PROVIDED TEXT:
[START]

4.3 Operating System Metrics Collected by Cluster Health Monitor

Review the metrics collected by CHM.

Overview of Metrics

CHM groups the operating system data collected into a Nodeview. A Nodeview is a grouping of metric sets where each metric set contains detailed metrics of a unique system resource.

Brief description of metric sets are as follows:

  • CPU metric set: Metrics for top 127 CPUs sorted by usage percentage
  • Device metric set: Metrics for 127 devices that include ASM/VD/OCR along with those having a high average wait time
  • Process metric set: Metrics for 127 processes
    • Top 25 CPU consumers (idle processes not reported)
    • Top 25 Memory consumers (RSS < 1% of total RAM not reported)
    • Top 25 I/O consumers
    • Top 25 File Descriptors consumers (helps to identify top inode consumers)

[END]

REQUEST A:
From the Cluster Health Monitor metrics section, copy the passage that starts with the words containing "4.3 Operating System" and ends with "unique system resource.".
REQUEST B:
Translate this sentence from the Cluster Health Monitor metrics section into Spanish: "A Nodeview is a grouping of metric sets where each metric set contains detailed metrics of a unique system resource."
REQUEST C:
The Cluster Health Monitor metrics section lists the kinds of top 25 consumers covered by the process metric set. Name each one.

RECORDS SUPPLIED:
[START]

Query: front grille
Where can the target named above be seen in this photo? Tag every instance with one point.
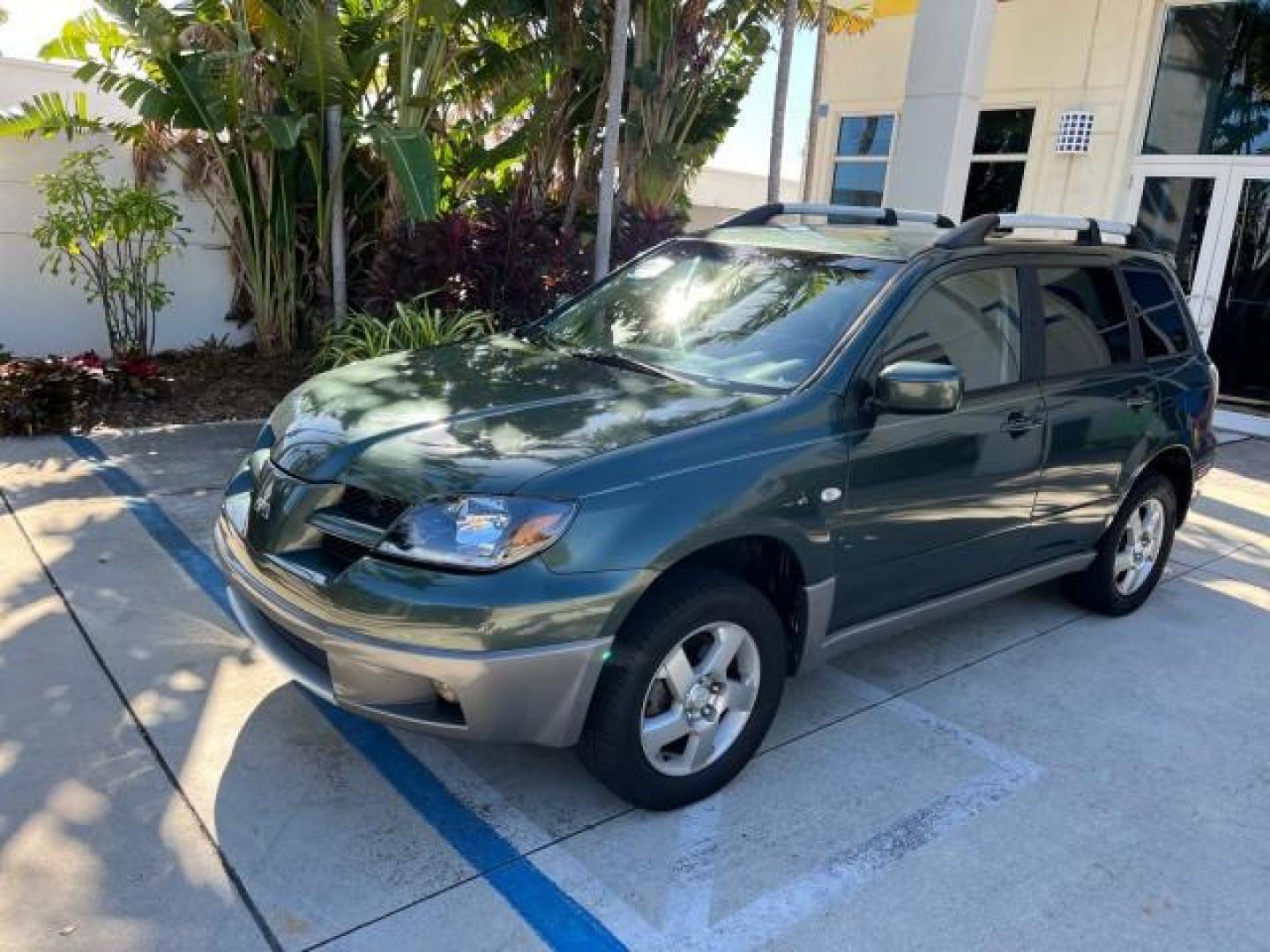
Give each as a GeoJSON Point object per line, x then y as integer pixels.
{"type": "Point", "coordinates": [342, 551]}
{"type": "Point", "coordinates": [370, 508]}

[END]

WRITTEN RESPONSE A:
4.3 Operating System Metrics Collected by Cluster Health Monitor

Review the metrics collected by CHM.

Overview of Metrics

CHM groups the operating system data collected into a Nodeview. A Nodeview is a grouping of metric sets where each metric set contains detailed metrics of a unique system resource.

WRITTEN RESPONSE B:
Un Nodeview es una agrupación de conjuntos de métricas en la que cada conjunto de métricas contiene métricas detalladas de un recurso único del sistema.

WRITTEN RESPONSE C:
- CPU consumers
- Memory consumers
- I/O consumers
- File Descriptors consumers